#### YOUR INSTRUCTIONS
Return each of the rows below that contains the string "instance" in full. Case must match.

#### INPUT FOR THIS TASK

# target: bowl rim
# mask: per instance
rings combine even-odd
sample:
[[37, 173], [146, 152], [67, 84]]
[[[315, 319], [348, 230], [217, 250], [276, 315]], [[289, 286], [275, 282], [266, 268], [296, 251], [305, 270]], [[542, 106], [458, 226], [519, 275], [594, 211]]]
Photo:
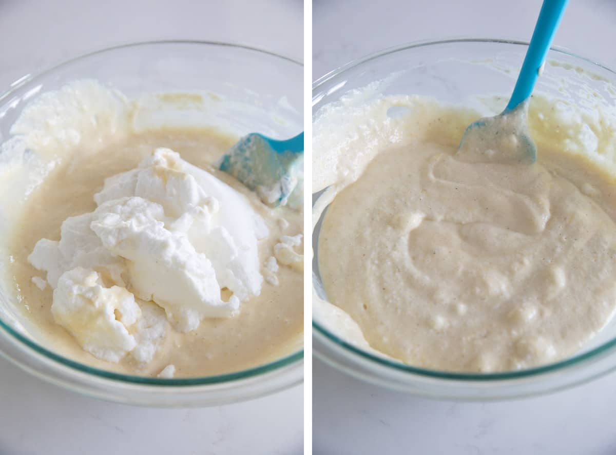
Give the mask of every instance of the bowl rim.
[[[54, 71], [70, 66], [79, 61], [87, 59], [95, 55], [113, 52], [116, 50], [121, 50], [126, 49], [145, 47], [148, 46], [174, 46], [174, 45], [195, 45], [206, 46], [213, 47], [228, 47], [230, 49], [248, 50], [257, 54], [267, 56], [268, 57], [274, 57], [277, 59], [297, 65], [300, 67], [303, 67], [304, 64], [299, 60], [291, 57], [281, 55], [272, 51], [259, 49], [252, 46], [246, 46], [240, 44], [234, 44], [224, 42], [222, 41], [201, 41], [192, 39], [160, 39], [148, 40], [144, 41], [133, 41], [115, 46], [99, 48], [96, 50], [81, 53], [76, 57], [60, 61], [47, 66], [41, 71], [25, 74], [12, 82], [9, 83], [9, 88], [4, 92], [0, 92], [0, 103], [6, 101], [10, 95], [14, 94], [20, 89], [23, 88], [29, 83], [35, 82], [38, 79], [48, 75]], [[75, 371], [78, 374], [86, 373], [92, 375], [97, 379], [103, 380], [110, 380], [114, 382], [121, 384], [143, 384], [147, 386], [159, 386], [160, 387], [195, 387], [197, 386], [208, 386], [211, 384], [222, 384], [231, 382], [238, 383], [242, 380], [254, 379], [258, 376], [263, 376], [266, 373], [280, 370], [284, 367], [301, 366], [304, 358], [304, 347], [299, 349], [290, 354], [288, 354], [275, 360], [272, 360], [262, 365], [245, 368], [237, 371], [232, 371], [221, 374], [215, 374], [208, 376], [198, 376], [193, 378], [165, 378], [150, 376], [142, 376], [132, 374], [124, 374], [116, 373], [110, 370], [103, 370], [94, 366], [82, 363], [81, 362], [68, 358], [63, 355], [61, 355], [56, 352], [50, 350], [33, 340], [30, 339], [15, 330], [12, 326], [6, 323], [2, 318], [0, 318], [0, 328], [7, 333], [12, 338], [18, 342], [22, 347], [27, 348], [22, 350], [28, 352], [28, 355], [31, 355], [30, 350], [34, 351], [35, 354], [43, 355], [47, 360], [54, 362], [59, 367], [68, 367], [71, 370]], [[0, 354], [4, 354], [0, 350]], [[15, 358], [14, 356], [6, 355], [9, 360], [14, 362], [18, 365], [22, 365], [22, 363], [19, 359]], [[291, 387], [296, 382], [291, 382], [288, 387]], [[280, 389], [278, 389], [280, 390]]]
[[[318, 97], [317, 98], [315, 97], [315, 92], [316, 90], [318, 90], [322, 85], [331, 79], [340, 76], [346, 71], [352, 69], [357, 66], [367, 63], [371, 60], [404, 50], [428, 47], [431, 46], [460, 43], [495, 43], [513, 44], [525, 47], [528, 47], [529, 44], [528, 41], [524, 40], [507, 38], [460, 37], [437, 40], [421, 40], [391, 47], [387, 47], [381, 50], [371, 53], [363, 57], [349, 61], [341, 66], [339, 66], [335, 69], [326, 73], [315, 81], [312, 83], [313, 108], [315, 104], [318, 103], [322, 98], [322, 97]], [[556, 52], [557, 55], [564, 55], [567, 57], [573, 57], [586, 63], [590, 63], [595, 68], [611, 73], [614, 76], [614, 82], [616, 83], [616, 70], [612, 69], [602, 63], [588, 57], [582, 57], [574, 52], [557, 46], [551, 47], [549, 48], [549, 50]], [[547, 58], [546, 59], [546, 61], [548, 61]], [[313, 116], [314, 114], [315, 113], [313, 113]], [[313, 196], [317, 194], [318, 193], [313, 193]], [[330, 303], [330, 304], [333, 304]], [[614, 317], [616, 317], [616, 316], [614, 316]], [[334, 344], [343, 348], [343, 350], [349, 352], [353, 357], [367, 360], [370, 362], [375, 362], [381, 366], [384, 366], [386, 368], [389, 368], [399, 372], [407, 373], [408, 374], [408, 378], [416, 376], [432, 379], [445, 379], [447, 381], [464, 381], [466, 384], [472, 384], [473, 382], [485, 384], [489, 382], [496, 382], [502, 384], [508, 381], [514, 379], [519, 380], [524, 378], [537, 378], [546, 373], [563, 371], [565, 370], [569, 371], [574, 366], [578, 365], [580, 363], [583, 363], [585, 362], [588, 362], [592, 359], [597, 359], [601, 356], [601, 354], [605, 354], [610, 350], [613, 350], [615, 347], [616, 347], [616, 336], [615, 336], [612, 339], [606, 341], [600, 346], [597, 346], [596, 347], [593, 348], [593, 349], [591, 349], [586, 352], [576, 354], [556, 362], [520, 370], [476, 373], [422, 368], [403, 363], [399, 360], [394, 359], [389, 360], [385, 357], [382, 357], [378, 356], [378, 355], [371, 354], [357, 346], [355, 346], [352, 343], [346, 341], [335, 334], [331, 333], [324, 326], [315, 320], [314, 312], [312, 317], [312, 330], [313, 331], [316, 331], [319, 334], [323, 336], [326, 340], [328, 340], [328, 341], [333, 342]], [[320, 354], [321, 355], [323, 355], [323, 353]], [[606, 369], [601, 373], [601, 374], [602, 375], [607, 374], [615, 369], [616, 369], [616, 363], [615, 363], [611, 368]], [[596, 376], [593, 377], [597, 376]]]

#### ANSWER BELOW
# mask: per instance
Give the mask of every instance of the bowl rim.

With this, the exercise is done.